# What you are asked to do:
Convert the part that opens with the line containing "Might I ask you to point at the jagged" and closes with the line containing "point(105, 358)" into a Markdown table with the columns No. and Line. Give each line its own number, skip any blank lines, and include nothing outside that part.

(Rows from a pointing dataset)
· · · · · · ·
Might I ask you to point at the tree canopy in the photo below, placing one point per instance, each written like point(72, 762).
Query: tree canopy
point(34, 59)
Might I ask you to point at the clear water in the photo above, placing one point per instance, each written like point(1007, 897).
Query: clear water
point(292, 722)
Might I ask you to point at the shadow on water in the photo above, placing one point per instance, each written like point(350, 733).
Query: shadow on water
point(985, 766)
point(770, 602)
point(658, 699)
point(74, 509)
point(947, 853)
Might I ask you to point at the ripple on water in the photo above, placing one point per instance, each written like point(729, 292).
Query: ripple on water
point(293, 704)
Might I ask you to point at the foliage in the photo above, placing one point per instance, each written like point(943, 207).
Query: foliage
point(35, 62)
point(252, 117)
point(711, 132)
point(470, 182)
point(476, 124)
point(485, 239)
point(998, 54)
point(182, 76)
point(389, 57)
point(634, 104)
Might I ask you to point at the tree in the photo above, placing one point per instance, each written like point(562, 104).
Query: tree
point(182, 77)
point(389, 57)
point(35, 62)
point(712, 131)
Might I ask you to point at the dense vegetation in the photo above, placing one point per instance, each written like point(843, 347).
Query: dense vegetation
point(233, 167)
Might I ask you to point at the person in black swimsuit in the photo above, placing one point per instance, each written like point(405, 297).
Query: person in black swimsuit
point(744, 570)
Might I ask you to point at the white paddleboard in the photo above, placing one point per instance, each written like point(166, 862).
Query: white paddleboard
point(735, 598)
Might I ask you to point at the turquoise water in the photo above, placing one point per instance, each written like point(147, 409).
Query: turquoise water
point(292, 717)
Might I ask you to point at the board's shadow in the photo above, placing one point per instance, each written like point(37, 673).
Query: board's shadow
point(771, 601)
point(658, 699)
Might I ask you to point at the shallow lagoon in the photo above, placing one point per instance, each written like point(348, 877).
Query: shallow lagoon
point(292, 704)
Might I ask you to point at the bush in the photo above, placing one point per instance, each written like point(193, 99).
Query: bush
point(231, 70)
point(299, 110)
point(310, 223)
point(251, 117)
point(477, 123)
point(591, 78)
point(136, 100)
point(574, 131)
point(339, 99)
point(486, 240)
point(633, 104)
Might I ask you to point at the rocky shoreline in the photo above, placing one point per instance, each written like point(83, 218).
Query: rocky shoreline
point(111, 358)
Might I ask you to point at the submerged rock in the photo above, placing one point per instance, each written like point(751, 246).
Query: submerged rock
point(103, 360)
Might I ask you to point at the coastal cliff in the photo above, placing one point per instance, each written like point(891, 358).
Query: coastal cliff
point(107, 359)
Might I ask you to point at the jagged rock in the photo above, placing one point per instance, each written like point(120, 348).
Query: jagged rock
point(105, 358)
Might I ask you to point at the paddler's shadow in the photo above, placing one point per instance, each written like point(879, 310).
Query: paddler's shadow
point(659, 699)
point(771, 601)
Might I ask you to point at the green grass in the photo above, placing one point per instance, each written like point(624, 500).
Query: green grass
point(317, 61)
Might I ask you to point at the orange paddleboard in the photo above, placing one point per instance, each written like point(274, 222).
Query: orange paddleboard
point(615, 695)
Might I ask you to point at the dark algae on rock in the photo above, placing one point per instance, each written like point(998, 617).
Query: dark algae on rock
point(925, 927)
· · · · · · ·
# Answer to the exercise:
| No. | Line |
|---|---|
| 1 | Might I ask you to point at the jagged rock in the photo above, placing one point per instance, each written like point(120, 348). |
| 2 | Query: jagged rock |
| 3 | point(105, 358) |